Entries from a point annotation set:
==================================================

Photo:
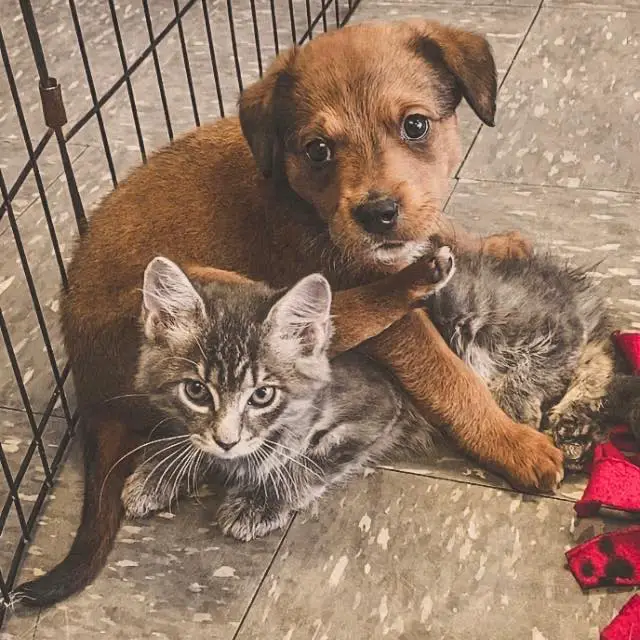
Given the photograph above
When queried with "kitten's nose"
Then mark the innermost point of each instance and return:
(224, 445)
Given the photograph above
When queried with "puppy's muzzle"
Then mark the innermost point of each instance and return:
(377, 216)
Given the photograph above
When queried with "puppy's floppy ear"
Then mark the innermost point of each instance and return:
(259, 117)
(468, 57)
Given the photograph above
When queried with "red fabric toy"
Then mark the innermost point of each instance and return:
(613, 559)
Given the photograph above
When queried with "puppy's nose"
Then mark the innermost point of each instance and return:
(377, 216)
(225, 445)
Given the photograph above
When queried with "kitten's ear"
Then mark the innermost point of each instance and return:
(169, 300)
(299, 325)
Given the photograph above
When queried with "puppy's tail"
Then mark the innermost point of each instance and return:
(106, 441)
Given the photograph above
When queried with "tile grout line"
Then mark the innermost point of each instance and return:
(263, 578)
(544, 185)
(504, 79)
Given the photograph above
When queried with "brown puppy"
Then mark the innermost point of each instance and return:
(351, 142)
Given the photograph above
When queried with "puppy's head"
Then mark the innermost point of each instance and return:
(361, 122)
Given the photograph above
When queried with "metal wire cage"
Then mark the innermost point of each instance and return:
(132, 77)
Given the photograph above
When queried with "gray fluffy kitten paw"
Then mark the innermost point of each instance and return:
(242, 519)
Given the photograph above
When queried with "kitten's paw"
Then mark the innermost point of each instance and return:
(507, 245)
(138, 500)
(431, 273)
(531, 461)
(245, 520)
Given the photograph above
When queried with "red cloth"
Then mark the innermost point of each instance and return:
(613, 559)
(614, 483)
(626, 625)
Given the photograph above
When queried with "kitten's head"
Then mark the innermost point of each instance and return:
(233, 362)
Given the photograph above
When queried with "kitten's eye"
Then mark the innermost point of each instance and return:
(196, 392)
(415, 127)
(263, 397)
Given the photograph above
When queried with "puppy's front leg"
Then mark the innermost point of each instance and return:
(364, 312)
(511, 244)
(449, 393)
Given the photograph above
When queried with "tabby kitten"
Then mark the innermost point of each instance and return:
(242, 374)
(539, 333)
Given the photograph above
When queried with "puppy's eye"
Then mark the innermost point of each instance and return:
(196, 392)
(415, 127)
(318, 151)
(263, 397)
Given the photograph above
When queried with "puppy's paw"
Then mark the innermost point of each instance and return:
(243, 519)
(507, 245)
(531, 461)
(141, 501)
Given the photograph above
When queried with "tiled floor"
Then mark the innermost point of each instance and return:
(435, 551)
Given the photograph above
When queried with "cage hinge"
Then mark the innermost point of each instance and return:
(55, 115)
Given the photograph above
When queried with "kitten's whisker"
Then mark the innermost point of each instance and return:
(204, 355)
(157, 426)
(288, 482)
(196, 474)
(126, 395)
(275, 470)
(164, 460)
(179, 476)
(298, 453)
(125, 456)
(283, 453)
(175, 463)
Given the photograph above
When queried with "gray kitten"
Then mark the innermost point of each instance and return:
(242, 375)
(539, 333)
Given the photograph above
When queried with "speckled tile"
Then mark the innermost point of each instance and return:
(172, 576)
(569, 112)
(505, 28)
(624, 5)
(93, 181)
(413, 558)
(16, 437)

==================================================

Directions for this task = Excluding the pictures, reproduce every entry exactly as given.

Problem solution =
Photo:
Given the photograph above
When queried with "kitten's nose"
Then mark the innermost point of each instance and return:
(224, 445)
Given the photograph above
When queried with "puppy's muzzle"
Then mark the innermost point of each instance and return:
(377, 216)
Given the photograph above
When queried with "puppy's floppy ear"
Then mark the innermost point of each instance and return:
(259, 117)
(468, 57)
Given the photograph above
When queried with "red fabric toy"
Then mark the innermost point of each instance and return:
(613, 559)
Given the photograph above
When queried with "puppy's nose"
Then mark the innermost point of each instance and return:
(377, 216)
(225, 445)
Given the photograph above
When queried with "kitten's ear"
Then mark the innermost point of each instance and return:
(169, 300)
(299, 325)
Given the photograph above
When queried with "puppy's tail"
Then mark the innermost point of each instance and return:
(106, 441)
Given the photograph above
When queried with "tile grout line"
Then mark the innermost point of each instance and return:
(263, 578)
(544, 185)
(504, 79)
Given the photograph above
When queried with "brown puppy"
Then mark the innermost point of each instance and return:
(351, 142)
Given the photograph above
When queried with "puppy's head"
Then mark the innermost point of each instance and return:
(361, 122)
Given the photograph above
When queried with "metal wire cage"
Then mark the innermost point of each instance and return:
(132, 77)
Given the photograph above
When queried with "gray fluffy kitten paw"
Then mark the innermost point of each instance and return:
(242, 519)
Given the photograph above
When queried with "kitten's paw"
Then mark the innermost point of each instance and return:
(507, 245)
(138, 500)
(431, 273)
(531, 461)
(245, 520)
Given the photograph above
When queried with "red cloth"
Then mark the innermost point of each instance and return:
(613, 559)
(614, 483)
(626, 625)
Given the photograph above
When queried with "kitten's head"
Then mark the innermost point of each instance and return:
(233, 362)
Given the photograph above
When queried with "kitten's eye"
Then mark the innermost point of each instance and return:
(196, 392)
(415, 127)
(263, 397)
Given the photograph above
When queried with "puppy's front leg"
Then mark the innermost point of each instance and return:
(364, 312)
(511, 244)
(449, 393)
Given the photograph above
When queried with "tabby kitten"
Then mark the innermost point of each instance and return:
(242, 374)
(539, 333)
Given the photograph above
When queried with "puppy's eye"
Then mark the innermost point of each instance and return:
(196, 392)
(415, 127)
(318, 151)
(263, 397)
Given the photograph above
When queried with "puppy's paw"
Then mark the innermost point of each instance and return:
(243, 519)
(507, 245)
(531, 461)
(141, 501)
Given the photograph above
When queried with "tiled floor"
Then mark the innermost point of each instance and return:
(435, 551)
Given the photograph above
When queried with "cage hinge"
Then mark the innermost point of each instance and return:
(55, 115)
Given the photograph above
When queried with "kitten's whisker"
Then mark the innermost point of each instance and return:
(204, 355)
(157, 426)
(288, 482)
(196, 474)
(126, 395)
(275, 470)
(164, 460)
(179, 476)
(298, 453)
(125, 456)
(283, 453)
(175, 463)
Given the photograph above
When queried with "gray kitten"
Then mark the innermost point of each instance and return:
(242, 375)
(539, 333)
Given the photograph above
When queried with "speckled tile"
Then mark the innermost point of each instance and return:
(172, 576)
(569, 112)
(505, 28)
(624, 5)
(93, 181)
(413, 558)
(16, 437)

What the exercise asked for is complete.